Information supplied
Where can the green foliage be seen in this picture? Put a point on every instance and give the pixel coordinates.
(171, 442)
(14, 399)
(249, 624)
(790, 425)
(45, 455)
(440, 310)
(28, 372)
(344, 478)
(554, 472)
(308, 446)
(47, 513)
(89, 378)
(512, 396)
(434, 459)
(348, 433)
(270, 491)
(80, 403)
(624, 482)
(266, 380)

Task brief
Can you write out the records above again, swapping "green foliage" for "leafy greenery" and leaving everything else unchanged?

Solution below
Where can the leafy greenery be seen in this picture? Put a point on every instance and give the pixel coordinates.
(171, 442)
(14, 399)
(249, 624)
(790, 425)
(45, 455)
(440, 310)
(28, 372)
(344, 478)
(554, 472)
(308, 446)
(47, 513)
(89, 378)
(512, 396)
(434, 459)
(348, 433)
(270, 491)
(80, 403)
(624, 482)
(266, 380)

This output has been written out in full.